--- RECORDS SHOWN ---

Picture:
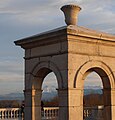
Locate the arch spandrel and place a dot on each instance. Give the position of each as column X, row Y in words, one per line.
column 42, row 69
column 100, row 68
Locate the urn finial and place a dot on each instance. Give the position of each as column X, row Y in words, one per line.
column 71, row 13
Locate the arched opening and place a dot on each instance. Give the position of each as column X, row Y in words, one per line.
column 49, row 98
column 99, row 102
column 44, row 85
column 93, row 102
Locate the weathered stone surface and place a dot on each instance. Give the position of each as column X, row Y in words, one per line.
column 71, row 52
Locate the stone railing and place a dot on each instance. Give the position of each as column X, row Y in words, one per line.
column 10, row 113
column 93, row 112
column 50, row 113
column 89, row 113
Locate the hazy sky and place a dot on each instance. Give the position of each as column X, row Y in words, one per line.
column 23, row 18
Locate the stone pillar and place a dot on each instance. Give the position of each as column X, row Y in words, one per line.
column 70, row 104
column 107, row 104
column 33, row 104
column 28, row 104
column 36, row 104
column 113, row 104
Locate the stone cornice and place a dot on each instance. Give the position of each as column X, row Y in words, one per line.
column 61, row 34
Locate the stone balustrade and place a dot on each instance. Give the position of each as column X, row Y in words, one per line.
column 10, row 113
column 50, row 113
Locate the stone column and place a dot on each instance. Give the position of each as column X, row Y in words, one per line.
column 70, row 104
column 33, row 104
column 28, row 105
column 107, row 104
column 36, row 104
column 113, row 104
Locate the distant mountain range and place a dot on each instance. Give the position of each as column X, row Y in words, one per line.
column 50, row 92
column 12, row 96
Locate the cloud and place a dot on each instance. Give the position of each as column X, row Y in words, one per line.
column 23, row 18
column 11, row 71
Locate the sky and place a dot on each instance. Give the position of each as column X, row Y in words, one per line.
column 23, row 18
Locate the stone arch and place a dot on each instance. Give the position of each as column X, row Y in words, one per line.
column 100, row 68
column 42, row 69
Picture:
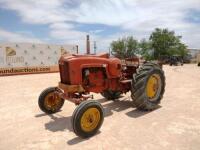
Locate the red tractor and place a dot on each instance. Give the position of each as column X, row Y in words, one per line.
column 82, row 74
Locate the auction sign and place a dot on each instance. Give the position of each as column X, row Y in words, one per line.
column 27, row 58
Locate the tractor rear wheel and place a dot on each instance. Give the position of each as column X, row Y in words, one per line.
column 49, row 102
column 111, row 95
column 148, row 86
column 87, row 118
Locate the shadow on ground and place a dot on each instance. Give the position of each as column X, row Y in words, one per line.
column 61, row 123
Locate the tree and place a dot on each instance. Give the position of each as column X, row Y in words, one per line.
column 166, row 43
column 125, row 47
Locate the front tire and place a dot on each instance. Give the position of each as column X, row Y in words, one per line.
column 49, row 102
column 148, row 86
column 87, row 118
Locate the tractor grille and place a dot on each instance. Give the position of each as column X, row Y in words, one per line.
column 64, row 73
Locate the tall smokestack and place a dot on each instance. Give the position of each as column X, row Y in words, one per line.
column 88, row 44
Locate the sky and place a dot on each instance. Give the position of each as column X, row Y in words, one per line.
column 69, row 21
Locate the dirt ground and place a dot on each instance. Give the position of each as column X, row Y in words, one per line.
column 174, row 125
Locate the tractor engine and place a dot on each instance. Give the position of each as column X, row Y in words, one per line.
column 93, row 77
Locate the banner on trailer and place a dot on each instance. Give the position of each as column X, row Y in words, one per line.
column 26, row 58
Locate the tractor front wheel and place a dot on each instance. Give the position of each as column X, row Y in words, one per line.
column 87, row 118
column 49, row 102
column 148, row 86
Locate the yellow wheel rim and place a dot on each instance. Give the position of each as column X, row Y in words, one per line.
column 153, row 86
column 90, row 119
column 52, row 101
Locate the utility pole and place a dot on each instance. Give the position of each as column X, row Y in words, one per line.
column 95, row 47
column 88, row 44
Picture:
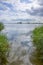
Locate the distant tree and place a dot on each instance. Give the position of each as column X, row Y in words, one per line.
column 37, row 37
column 1, row 26
column 4, row 47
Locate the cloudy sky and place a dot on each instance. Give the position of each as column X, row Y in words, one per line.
column 21, row 9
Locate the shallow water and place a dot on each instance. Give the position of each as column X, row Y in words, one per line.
column 21, row 46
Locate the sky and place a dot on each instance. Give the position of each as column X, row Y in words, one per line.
column 21, row 9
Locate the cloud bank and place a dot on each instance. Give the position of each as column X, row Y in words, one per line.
column 21, row 9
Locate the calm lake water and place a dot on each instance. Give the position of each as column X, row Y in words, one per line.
column 21, row 45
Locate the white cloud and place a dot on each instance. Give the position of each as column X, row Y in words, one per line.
column 19, row 9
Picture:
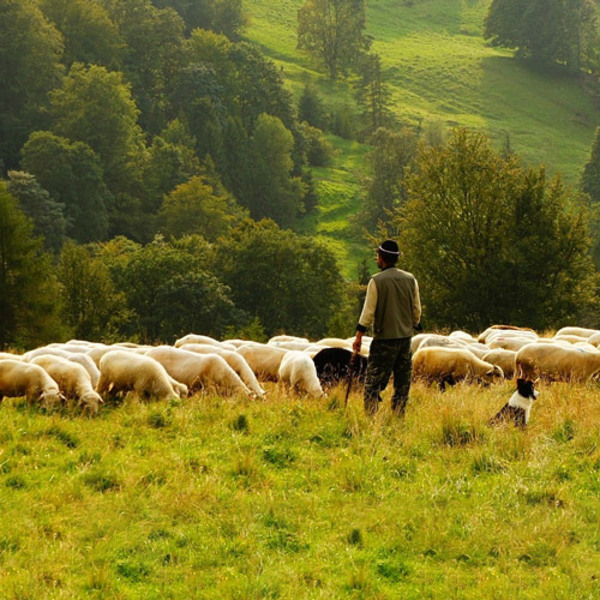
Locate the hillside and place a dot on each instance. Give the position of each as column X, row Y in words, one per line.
column 441, row 73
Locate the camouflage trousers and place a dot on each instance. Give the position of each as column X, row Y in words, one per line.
column 387, row 357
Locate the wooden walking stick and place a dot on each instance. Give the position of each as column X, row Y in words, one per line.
column 350, row 369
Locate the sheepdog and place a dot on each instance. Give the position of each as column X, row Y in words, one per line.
column 517, row 409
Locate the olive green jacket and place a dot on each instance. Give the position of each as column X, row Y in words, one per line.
column 392, row 305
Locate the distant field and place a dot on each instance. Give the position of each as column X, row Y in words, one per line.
column 440, row 72
column 213, row 498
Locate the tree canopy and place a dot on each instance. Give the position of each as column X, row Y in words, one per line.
column 491, row 241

---

## GOAL OF THE EXERCISE:
Once you find the line containing "Locate the white", retype it and every line after it through the last line of the records above, exactly. Add nothing else, and leave out the pictures.

## EXERCISE OUTPUT:
Locate the white cloud and place a dot on each instance. Give the position of each as column X, row Y in words, one per line.
column 19, row 9
Picture:
Locate the hillside and place a dot on each instance. Give the position of each as column X, row Y in words, one per line.
column 441, row 73
Locate the camouflage trousers and place a dot on each instance. Give the position of each as column X, row Y in words, one per line.
column 387, row 357
Locate the wooden walking stick and place a dot on each instance. Give the position of each as column X, row Y in words, one per line.
column 350, row 369
Locate the sheepdog and place a dot on each instance. Give the position of each as column X, row Y in words, one per line.
column 517, row 409
Locate the olive green jacket and place a dot on each instance. Give the position of each as column X, row Y in words, one per line.
column 392, row 305
Locate the distant field and place a dot on each instance. Give the position of each as column X, row Y in words, one per line.
column 440, row 72
column 213, row 498
Locate the tree canopy and place a dot on each instance. Give the position of each as column X, row Y in words, one per line.
column 491, row 241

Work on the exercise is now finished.